* 課題の説明
データの先頭から「Give the outline of every instance of the woman's hand.」を含む行まで、その行も含めてそのまま引用せよ。画像は答えに含めないこと。

:: データの行

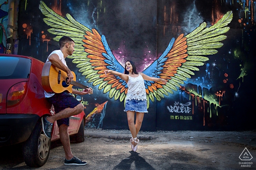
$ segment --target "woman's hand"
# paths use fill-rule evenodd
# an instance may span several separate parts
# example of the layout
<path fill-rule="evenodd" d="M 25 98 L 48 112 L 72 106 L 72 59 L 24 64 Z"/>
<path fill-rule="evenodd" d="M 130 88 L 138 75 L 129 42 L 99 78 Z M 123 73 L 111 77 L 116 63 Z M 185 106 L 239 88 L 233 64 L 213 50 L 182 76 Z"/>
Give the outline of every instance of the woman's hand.
<path fill-rule="evenodd" d="M 160 81 L 162 82 L 165 84 L 166 84 L 166 83 L 167 83 L 167 81 L 165 79 L 161 79 Z"/>
<path fill-rule="evenodd" d="M 112 70 L 105 70 L 104 71 L 104 72 L 105 73 L 105 74 L 106 75 L 107 75 L 107 73 L 111 73 L 111 71 Z"/>

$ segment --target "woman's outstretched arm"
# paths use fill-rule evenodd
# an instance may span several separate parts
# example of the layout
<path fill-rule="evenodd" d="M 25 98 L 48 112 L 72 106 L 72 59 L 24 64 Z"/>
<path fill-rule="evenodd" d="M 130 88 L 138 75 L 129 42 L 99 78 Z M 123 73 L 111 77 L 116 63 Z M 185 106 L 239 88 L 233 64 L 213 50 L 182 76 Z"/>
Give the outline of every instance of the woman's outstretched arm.
<path fill-rule="evenodd" d="M 117 72 L 117 71 L 113 71 L 113 70 L 105 70 L 104 71 L 104 72 L 105 73 L 106 75 L 107 75 L 107 74 L 110 73 L 111 74 L 116 75 L 116 76 L 119 76 L 120 78 L 125 81 L 126 83 L 128 82 L 128 80 L 129 80 L 129 76 L 128 74 L 123 74 L 123 73 Z"/>
<path fill-rule="evenodd" d="M 161 78 L 155 78 L 155 77 L 150 77 L 145 74 L 143 74 L 142 72 L 141 72 L 140 74 L 142 76 L 143 79 L 145 80 L 153 81 L 154 82 L 162 82 L 165 84 L 167 83 L 167 81 L 165 79 Z"/>

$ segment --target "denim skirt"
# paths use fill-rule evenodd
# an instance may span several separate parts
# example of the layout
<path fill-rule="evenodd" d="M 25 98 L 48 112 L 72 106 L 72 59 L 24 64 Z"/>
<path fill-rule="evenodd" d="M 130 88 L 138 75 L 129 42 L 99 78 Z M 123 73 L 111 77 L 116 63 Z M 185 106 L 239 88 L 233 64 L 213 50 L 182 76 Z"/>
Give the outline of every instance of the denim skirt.
<path fill-rule="evenodd" d="M 142 113 L 148 112 L 147 109 L 147 100 L 127 100 L 125 102 L 125 109 L 124 111 L 127 111 L 128 110 Z"/>

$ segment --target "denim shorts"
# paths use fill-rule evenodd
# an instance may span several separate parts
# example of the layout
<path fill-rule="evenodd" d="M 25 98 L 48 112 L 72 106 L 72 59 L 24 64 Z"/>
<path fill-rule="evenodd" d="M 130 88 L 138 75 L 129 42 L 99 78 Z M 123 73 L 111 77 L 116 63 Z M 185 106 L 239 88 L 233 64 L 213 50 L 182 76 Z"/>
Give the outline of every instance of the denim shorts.
<path fill-rule="evenodd" d="M 125 102 L 125 109 L 124 111 L 127 111 L 128 110 L 142 113 L 148 112 L 147 109 L 147 100 L 127 100 Z"/>
<path fill-rule="evenodd" d="M 78 100 L 65 91 L 56 93 L 52 96 L 46 99 L 53 105 L 55 114 L 66 108 L 74 108 L 80 104 Z M 63 124 L 69 126 L 69 118 L 57 120 L 57 122 L 59 127 Z"/>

::::

* 課題の結果
$ segment --target "woman's hand"
# paths use fill-rule evenodd
# an instance may span several separate parts
# example of the layout
<path fill-rule="evenodd" d="M 25 98 L 48 112 L 72 106 L 72 59 L 24 64 Z"/>
<path fill-rule="evenodd" d="M 130 88 L 138 75 L 129 42 L 99 78 Z M 123 73 L 111 77 L 116 63 Z M 185 106 L 239 88 L 233 64 L 213 50 L 182 76 Z"/>
Give the outline of every instance of the woman's hand.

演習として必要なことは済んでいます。